▶ _EXERCISE DATA_
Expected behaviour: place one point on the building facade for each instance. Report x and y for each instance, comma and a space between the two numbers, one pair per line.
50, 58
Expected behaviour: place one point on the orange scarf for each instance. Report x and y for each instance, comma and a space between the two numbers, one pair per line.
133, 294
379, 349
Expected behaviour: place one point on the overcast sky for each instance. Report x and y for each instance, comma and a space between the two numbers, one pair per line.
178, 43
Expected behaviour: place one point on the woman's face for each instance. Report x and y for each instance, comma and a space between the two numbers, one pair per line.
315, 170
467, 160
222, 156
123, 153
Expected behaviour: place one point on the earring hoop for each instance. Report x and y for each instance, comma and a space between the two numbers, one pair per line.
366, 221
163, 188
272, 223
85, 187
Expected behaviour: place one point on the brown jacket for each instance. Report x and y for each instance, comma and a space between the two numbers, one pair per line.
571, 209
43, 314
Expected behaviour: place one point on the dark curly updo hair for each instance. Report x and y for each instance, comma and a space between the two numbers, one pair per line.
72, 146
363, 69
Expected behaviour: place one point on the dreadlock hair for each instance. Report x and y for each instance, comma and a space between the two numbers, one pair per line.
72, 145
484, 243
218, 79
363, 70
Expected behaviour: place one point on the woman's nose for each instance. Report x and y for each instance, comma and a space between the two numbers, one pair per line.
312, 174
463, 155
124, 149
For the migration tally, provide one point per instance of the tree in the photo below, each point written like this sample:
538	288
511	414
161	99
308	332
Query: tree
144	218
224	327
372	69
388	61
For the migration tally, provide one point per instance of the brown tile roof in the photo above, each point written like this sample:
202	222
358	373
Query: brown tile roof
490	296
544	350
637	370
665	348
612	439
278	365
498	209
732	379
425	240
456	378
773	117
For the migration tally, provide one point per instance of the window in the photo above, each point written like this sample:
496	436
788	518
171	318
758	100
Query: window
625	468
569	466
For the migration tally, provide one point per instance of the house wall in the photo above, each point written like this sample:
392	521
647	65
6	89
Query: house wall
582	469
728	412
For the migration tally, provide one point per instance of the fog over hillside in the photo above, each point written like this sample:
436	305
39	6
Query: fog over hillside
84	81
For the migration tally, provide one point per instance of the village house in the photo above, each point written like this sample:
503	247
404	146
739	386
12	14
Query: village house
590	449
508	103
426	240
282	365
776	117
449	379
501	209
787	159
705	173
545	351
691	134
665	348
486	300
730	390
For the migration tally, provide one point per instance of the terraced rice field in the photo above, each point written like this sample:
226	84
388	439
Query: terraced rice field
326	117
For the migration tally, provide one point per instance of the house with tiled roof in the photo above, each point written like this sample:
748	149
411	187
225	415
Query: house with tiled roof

▶ _THE PROBLEM_
After identifying the lines above that contain "tiled", copy each one.

▶ _EXERCISE RESULT_
For the migration tally, provide one point per instance of the house with tiled roof in the photo above, each point written like this sample:
Query: house with tiled roof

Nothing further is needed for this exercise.